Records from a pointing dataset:
·····

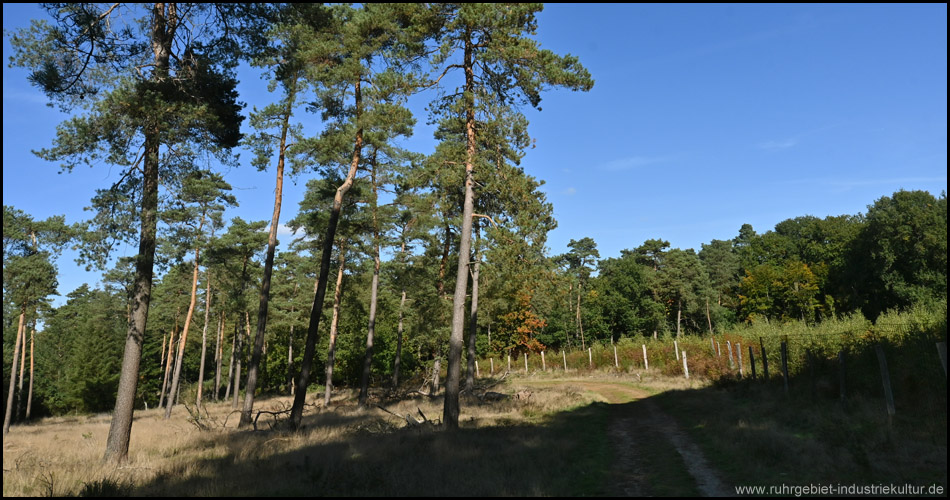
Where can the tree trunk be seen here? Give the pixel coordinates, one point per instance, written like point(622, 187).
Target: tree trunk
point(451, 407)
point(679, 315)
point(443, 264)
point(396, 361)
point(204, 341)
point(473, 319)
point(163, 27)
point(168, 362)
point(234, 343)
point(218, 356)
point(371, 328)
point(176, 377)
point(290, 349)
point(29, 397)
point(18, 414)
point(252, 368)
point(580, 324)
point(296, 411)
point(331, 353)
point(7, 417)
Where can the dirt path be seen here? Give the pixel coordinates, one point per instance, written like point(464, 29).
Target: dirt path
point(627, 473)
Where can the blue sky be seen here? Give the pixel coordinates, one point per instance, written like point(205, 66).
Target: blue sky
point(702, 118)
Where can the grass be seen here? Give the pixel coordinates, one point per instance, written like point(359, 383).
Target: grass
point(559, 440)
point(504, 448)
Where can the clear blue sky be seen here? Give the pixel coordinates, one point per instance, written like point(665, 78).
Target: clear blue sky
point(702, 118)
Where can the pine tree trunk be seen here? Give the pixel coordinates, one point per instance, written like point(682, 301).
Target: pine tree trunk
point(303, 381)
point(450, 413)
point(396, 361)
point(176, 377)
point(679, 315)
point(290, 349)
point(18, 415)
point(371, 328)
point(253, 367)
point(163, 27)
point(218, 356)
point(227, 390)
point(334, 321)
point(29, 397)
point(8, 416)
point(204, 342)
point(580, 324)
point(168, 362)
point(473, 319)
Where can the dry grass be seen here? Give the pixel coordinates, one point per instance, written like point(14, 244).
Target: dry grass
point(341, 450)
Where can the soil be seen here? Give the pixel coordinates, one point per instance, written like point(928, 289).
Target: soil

·····

- Problem details -
Present all of the data above as a Markdown table with a Row column for the row number and a Line column for each line, skipping any blank lines. Omit the pictures from your table.

- Expected answer -
| Row | Line |
|---|---|
| 1 | Where can the tree trunk be seen here? Give the pixel coordinates, one point per instance, written like point(622, 187). |
| 2 | Target: tree trunk |
| 3 | point(451, 407) |
| 4 | point(679, 315) |
| 5 | point(443, 264) |
| 6 | point(396, 361) |
| 7 | point(204, 341) |
| 8 | point(473, 319) |
| 9 | point(163, 27) |
| 10 | point(168, 362) |
| 11 | point(234, 343) |
| 12 | point(218, 356) |
| 13 | point(371, 328) |
| 14 | point(176, 377) |
| 15 | point(290, 349) |
| 16 | point(29, 397) |
| 17 | point(18, 414) |
| 18 | point(252, 368) |
| 19 | point(580, 324) |
| 20 | point(296, 411) |
| 21 | point(331, 353) |
| 22 | point(7, 417) |
| 23 | Where can the dirt path be seen here? Give the pixel coordinates, one point per instance, written like point(464, 29). |
| 24 | Target: dirt path |
| 25 | point(627, 473) |
| 26 | Where can the blue sky be seen here? Give the pixel coordinates, one point per instance, written like point(205, 66). |
| 27 | Target: blue sky |
| 28 | point(702, 118) |
| 29 | Where can the grass be seen here? Give the pixel coordinates, one point per instance, written like point(359, 383). |
| 30 | Target: grass |
| 31 | point(559, 440) |
| 32 | point(504, 448) |
| 33 | Where can the clear blue sky be seen here? Give the pixel coordinates, one point per instance, written like point(665, 78). |
| 34 | Target: clear blue sky |
| 35 | point(702, 118) |
| 36 | Where can the pine tree trunk be seen here? Give the pixel coordinates, one point per instance, written like point(682, 301). |
| 37 | Target: pine tree trunk |
| 38 | point(303, 381) |
| 39 | point(450, 413) |
| 40 | point(396, 361) |
| 41 | point(176, 377) |
| 42 | point(679, 315) |
| 43 | point(290, 349) |
| 44 | point(18, 415) |
| 45 | point(371, 328) |
| 46 | point(253, 367) |
| 47 | point(163, 27) |
| 48 | point(218, 356) |
| 49 | point(227, 390) |
| 50 | point(334, 321) |
| 51 | point(29, 397) |
| 52 | point(8, 416) |
| 53 | point(204, 342) |
| 54 | point(580, 324) |
| 55 | point(168, 362) |
| 56 | point(473, 319) |
| 57 | Where can the dry grass be seen here? Give the pixel coordinates, one point per instance, written like point(14, 244). |
| 58 | Target: dry grass |
| 59 | point(341, 450) |
| 60 | Where can the soil be seen here? Give the pixel coordinates, one point per instance, written like point(928, 289). |
| 61 | Target: soil |